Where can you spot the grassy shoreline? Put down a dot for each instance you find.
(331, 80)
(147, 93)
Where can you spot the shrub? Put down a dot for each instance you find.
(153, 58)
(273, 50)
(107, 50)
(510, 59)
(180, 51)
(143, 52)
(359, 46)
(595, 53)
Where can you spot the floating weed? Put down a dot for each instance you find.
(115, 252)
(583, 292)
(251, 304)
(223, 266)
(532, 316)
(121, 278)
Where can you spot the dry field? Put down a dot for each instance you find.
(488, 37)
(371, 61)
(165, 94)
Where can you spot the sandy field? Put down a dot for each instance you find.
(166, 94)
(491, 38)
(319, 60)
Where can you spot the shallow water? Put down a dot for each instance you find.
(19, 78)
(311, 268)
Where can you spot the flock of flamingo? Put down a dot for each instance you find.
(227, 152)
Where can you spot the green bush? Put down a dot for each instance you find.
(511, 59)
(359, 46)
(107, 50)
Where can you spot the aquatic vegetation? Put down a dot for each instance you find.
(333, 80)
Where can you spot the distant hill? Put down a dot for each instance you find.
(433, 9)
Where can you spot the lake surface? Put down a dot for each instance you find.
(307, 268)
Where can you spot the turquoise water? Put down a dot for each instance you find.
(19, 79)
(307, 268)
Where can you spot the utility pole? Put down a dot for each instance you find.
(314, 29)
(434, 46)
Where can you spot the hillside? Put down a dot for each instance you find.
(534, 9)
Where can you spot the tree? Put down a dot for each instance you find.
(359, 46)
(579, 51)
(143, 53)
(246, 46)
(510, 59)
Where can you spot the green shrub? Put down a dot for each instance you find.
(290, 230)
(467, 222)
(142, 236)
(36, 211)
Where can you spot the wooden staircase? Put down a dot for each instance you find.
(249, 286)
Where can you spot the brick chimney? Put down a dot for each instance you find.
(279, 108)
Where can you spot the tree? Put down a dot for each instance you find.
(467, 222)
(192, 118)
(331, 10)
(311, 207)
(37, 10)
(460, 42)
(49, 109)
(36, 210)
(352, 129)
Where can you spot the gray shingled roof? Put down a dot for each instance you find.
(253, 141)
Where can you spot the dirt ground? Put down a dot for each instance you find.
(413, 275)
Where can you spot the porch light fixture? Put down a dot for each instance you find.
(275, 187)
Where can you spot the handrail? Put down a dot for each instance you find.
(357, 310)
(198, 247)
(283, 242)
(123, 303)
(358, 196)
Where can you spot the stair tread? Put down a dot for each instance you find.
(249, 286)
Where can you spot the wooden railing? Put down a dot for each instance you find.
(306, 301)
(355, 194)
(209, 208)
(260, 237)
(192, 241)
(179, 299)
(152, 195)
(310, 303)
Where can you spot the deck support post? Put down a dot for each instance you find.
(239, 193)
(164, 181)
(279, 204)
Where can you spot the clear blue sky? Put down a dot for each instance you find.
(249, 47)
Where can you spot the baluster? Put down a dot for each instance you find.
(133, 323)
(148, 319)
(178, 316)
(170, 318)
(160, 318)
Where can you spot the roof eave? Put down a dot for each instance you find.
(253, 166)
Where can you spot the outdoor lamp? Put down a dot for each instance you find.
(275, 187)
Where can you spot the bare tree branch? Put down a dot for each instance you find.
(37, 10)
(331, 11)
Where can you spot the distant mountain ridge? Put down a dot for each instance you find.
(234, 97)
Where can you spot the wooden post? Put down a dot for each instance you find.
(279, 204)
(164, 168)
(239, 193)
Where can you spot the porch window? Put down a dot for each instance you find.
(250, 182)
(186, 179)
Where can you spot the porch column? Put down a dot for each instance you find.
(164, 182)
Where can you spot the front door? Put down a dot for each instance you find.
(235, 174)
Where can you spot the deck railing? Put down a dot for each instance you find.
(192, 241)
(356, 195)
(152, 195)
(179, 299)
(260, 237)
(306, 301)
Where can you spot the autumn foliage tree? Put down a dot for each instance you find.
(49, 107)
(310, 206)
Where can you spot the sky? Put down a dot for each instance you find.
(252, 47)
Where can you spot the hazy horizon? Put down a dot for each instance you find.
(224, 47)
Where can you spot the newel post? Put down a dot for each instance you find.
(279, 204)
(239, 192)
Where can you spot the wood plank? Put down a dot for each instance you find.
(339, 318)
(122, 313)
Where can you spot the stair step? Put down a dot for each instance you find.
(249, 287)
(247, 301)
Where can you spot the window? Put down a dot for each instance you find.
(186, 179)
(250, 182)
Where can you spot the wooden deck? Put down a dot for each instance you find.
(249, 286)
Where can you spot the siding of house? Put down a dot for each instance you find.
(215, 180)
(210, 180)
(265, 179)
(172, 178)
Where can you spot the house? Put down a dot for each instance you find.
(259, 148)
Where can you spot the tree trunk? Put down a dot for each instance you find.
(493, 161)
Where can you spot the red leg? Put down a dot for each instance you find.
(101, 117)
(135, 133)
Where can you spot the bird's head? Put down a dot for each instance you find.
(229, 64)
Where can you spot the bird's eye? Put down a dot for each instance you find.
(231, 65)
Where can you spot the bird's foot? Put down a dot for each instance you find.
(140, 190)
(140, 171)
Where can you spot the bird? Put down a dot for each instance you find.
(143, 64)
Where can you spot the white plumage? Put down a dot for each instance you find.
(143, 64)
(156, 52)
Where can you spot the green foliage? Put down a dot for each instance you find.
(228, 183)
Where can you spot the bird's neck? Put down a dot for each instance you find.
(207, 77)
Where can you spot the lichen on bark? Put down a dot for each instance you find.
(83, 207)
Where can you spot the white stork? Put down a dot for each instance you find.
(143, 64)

________________

(Exercise description)
Could you retype all of the entries, leaving every character unchanged?

(Written reply)
Where can you spot the grassy shoreline? Put down a dot for each instance you find.
(331, 80)
(147, 93)
Where can you spot the shrub? Put down a dot for each instance you find.
(153, 58)
(273, 50)
(107, 50)
(510, 59)
(180, 51)
(143, 52)
(359, 46)
(595, 53)
Where can you spot the floating weed? Put down a dot for each instance you find.
(115, 252)
(583, 292)
(251, 304)
(223, 266)
(532, 316)
(121, 278)
Where can you spot the dry field? Put down a dot for each instance you find.
(488, 37)
(371, 61)
(165, 94)
Where can you spot the sandy field? Put down a dot for each instance you find.
(166, 94)
(491, 38)
(319, 60)
Where can you spot the shallow water? Put down a dot for each instance you find.
(19, 78)
(311, 268)
Where can you spot the flock of flamingo? Put down a dot for each instance you find.
(227, 152)
Where can you spot the green bush? Put down a dot for each instance you find.
(511, 59)
(359, 46)
(107, 50)
Where can you spot the aquatic vegetation? Put down a dot for each instance you find.
(333, 80)
Where can you spot the distant hill? Put down a dot for each instance you find.
(433, 9)
Where can you spot the lake surface? Put down a dot for each instance you find.
(307, 268)
Where can you spot the turquoise water? Put down a dot for each instance you find.
(19, 79)
(307, 268)
Where can you spot the utility pole? Put down a dot for each instance you find.
(314, 29)
(434, 46)
Where can you spot the hillside? Put down a dot for each instance you find.
(534, 9)
Where can you spot the tree? Put down a dot for each instance you find.
(359, 46)
(579, 51)
(143, 53)
(246, 46)
(510, 59)
Where can you spot the green shrub? Put down a dot for each instance you find.
(290, 230)
(467, 222)
(142, 236)
(36, 211)
Where can you spot the wooden staircase? Put down a dot for each instance you find.
(249, 286)
Where can you spot the brick chimney? Put down a dot for each instance you find.
(279, 108)
Where can you spot the tree? Put down a dot for each instance you find.
(467, 222)
(192, 118)
(331, 10)
(311, 207)
(37, 10)
(460, 42)
(49, 109)
(36, 210)
(352, 129)
Where can you spot the gray shingled roof? Put down a dot for each instance you find.
(253, 141)
Where can you spot the dirt ground? Put down a dot for each instance you find.
(413, 275)
Where can you spot the porch light fixture? Put down a dot for each instance you find.
(275, 187)
Where can you spot the handrail? Put down a dot for each instance you find.
(357, 310)
(198, 247)
(283, 242)
(123, 303)
(358, 196)
Where can you spot the stair tread? Put down a dot for each instance you find.
(249, 286)
Where can you spot the wooden railing? Put down a dot for each instance you find.
(306, 301)
(355, 194)
(209, 208)
(260, 237)
(192, 241)
(179, 299)
(152, 195)
(310, 303)
Where can you spot the deck support post? Put down a dot for each instance you find.
(239, 193)
(164, 181)
(279, 204)
Where can you spot the clear blue sky? Put down a dot for each instance you find.
(249, 47)
Where can you spot the baluster? Put down a dot for each instance you find.
(133, 323)
(148, 319)
(178, 316)
(170, 318)
(160, 318)
Where can you spot the roof eave? Put down a dot for each instance you find.
(253, 166)
Where can you spot the outdoor lamp? Put down a dot for each instance you find.
(275, 187)
Where can you spot the bare tree branch? Put down a dot for each instance you find.
(37, 10)
(331, 11)
Where can you spot the distant mountain ridge? Put down a dot for each instance you find.
(234, 97)
Where can you spot the wooden post? Put down a dot for each instance you find.
(279, 204)
(164, 168)
(239, 193)
Where can you spot the porch window? Put down a dot for each instance you find.
(250, 182)
(186, 179)
Where can you spot the porch column? Put down a dot for each instance you find.
(164, 182)
Where can you spot the front door? Put down a dot for each instance you find.
(235, 174)
Where can you spot the deck railing? Put down a dot for each instance you find.
(192, 241)
(356, 195)
(152, 195)
(179, 299)
(260, 237)
(306, 301)
Where can you spot the autumn foliage tree? Put down a dot for each instance you find.
(49, 107)
(310, 206)
Where can you spot the sky? Put down a dot for each instance you find.
(252, 47)
Where can you spot the hazy horizon? Put down a dot for each instance you find.
(224, 47)
Where can you spot the newel post? Put down a dot for each instance you find.
(279, 204)
(239, 192)
Where can you spot the wood plank? Put down a dot for each instance you find.
(339, 318)
(122, 313)
Where can you spot the stair step? Put down a dot for each instance you find.
(249, 287)
(247, 301)
Where can you spot the window? Put down a dot for each instance you find.
(186, 179)
(250, 182)
Where can you spot the wooden deck? Put down a dot for each instance you find.
(249, 286)
Where can you spot the siding of house? Put down a dot for each instance you find.
(215, 180)
(210, 180)
(265, 179)
(172, 178)
Where can you spot the house? Put down a dot for each instance you find.
(259, 148)
Where can you spot the tree trunk? Put down a dot for each instance you find.
(493, 161)
Where can you spot the red leg? Put down a dot for each instance you find.
(101, 117)
(135, 133)
Where can you spot the bird's head? Put down a dot for each instance you find.
(229, 64)
Where can you spot the bird's eye? Put down a dot for each instance you find.
(231, 65)
Where can you spot the bird's foot? Put down a dot for each instance you find.
(140, 190)
(140, 171)
Where can you spot the bird? Put down a dot for each instance you find.
(143, 64)
Where can you spot the white plumage? Put down a dot for each instance you find.
(143, 64)
(156, 52)
Where can you spot the green foliage? Put down a dot for each instance you find.
(228, 183)
Where can you spot the bird's neck? Put down a dot for each instance you find.
(207, 77)
Where can you spot the lichen on bark? Put down a dot for each instance you find.
(83, 207)
Where can you spot the white stork? Put down a dot for each instance you find.
(143, 64)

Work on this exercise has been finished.